◆ **PROVIDED PASSAGE**:
When I Use (and Don’t Use) Sass Extend
Using Sass’s @extend
directive is one of the more controversial discussions within the Sass community. On one hand, there are developers whose primary concern is the potential for selector bloat that comes with unrestrained use of @extend
. On the other hand, there are developers who understand what @extend
really does and limit their use to avoid the dangers.
I’m in the “use @extend
wisely” team. 😀 Here are the three limitations I put on my use of @extend
.
Don’t mix nesting and extends. #
Selector bloat is a real concern, but it usually comes from one of two practices: extending a nested selector, or extending a class that’s used more frequently than expected. When there’s nesting on the extended block and the extender’s selector, Sass is forced to create unnecessary duplicates with the nesting:
// Nested Input
header .class1 {
color: red;
}
.class2 {
footer & {
@extend .class1;
}
}
// Bloated Output
header .class1,
header footer .class2,
footer header .class2 {
color: red;
}
Only extend placeholders. #
As I mentioned above, the 2nd main cause of @extend
selector bloat is extending a class that’s used more frequently than originally planned or expected. We can solve this concern by limiting @extend
to Sass %placeholder
selectors, and not actual CSS selectors (classes, tags, IDs, attributes, etc). If you try to extend an actual selector, and you or another dev uses that elsewhere in the code, you’ll end up extending all those additional instances of the class.

◆ **DATA SUPPLIED**:

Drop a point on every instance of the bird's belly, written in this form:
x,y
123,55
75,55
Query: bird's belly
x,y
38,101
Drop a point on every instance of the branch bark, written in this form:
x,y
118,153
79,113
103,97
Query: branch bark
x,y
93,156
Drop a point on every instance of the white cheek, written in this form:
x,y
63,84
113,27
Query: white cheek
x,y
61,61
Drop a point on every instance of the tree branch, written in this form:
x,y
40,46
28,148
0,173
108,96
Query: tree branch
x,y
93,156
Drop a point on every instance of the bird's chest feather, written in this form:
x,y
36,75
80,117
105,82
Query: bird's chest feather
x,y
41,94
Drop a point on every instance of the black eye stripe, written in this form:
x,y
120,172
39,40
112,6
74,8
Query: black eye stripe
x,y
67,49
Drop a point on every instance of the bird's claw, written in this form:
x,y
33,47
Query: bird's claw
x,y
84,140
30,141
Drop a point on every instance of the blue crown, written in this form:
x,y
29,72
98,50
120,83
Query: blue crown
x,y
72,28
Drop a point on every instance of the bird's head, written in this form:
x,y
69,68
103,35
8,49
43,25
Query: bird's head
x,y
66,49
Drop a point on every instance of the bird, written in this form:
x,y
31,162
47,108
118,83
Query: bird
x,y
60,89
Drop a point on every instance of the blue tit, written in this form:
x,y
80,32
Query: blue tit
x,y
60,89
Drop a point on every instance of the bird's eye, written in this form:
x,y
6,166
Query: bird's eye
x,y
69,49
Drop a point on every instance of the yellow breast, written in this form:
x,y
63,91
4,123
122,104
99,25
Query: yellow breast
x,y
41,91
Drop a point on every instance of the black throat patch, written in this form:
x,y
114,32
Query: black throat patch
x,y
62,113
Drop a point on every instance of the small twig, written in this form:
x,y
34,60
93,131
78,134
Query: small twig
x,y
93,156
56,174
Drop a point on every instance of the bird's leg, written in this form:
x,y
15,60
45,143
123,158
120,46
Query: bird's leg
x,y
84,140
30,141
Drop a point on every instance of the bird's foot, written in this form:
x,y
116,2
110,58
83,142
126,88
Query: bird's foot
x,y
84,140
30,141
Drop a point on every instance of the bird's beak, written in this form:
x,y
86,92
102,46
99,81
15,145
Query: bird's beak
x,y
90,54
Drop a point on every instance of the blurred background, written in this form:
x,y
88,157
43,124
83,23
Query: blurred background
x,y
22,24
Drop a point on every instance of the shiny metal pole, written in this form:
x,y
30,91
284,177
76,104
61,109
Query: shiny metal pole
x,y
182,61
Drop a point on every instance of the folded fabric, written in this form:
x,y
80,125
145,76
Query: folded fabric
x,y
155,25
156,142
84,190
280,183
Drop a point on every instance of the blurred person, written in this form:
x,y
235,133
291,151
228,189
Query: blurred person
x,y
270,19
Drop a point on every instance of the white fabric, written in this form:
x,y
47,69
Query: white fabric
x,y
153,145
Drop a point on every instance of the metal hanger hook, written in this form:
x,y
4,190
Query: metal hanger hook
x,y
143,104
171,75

◆ **BRIEF A**: From the post on Sass @extend, reproduce word for word the part that opens with "When I Use (and" and closes with "avoid the dangers.".
◆ **BRIEF B**: Find every line in the records that contains the string "pole" and copy each one.

◆ **CORRECT RESPONSE A**:
When I Use (and Don’t Use) Sass Extend
Using Sass’s @extend
directive is one of the more controversial discussions within the Sass community. On one hand, there are developers whose primary concern is the potential for selector bloat that comes with unrestrained use of @extend
. On the other hand, there are developers who understand what @extend
really does and limit their use to avoid the dangers.

◆ **CORRECT RESPONSE B**:
Drop a point on every instance of the shiny metal pole, written in this form:
Query: shiny metal pole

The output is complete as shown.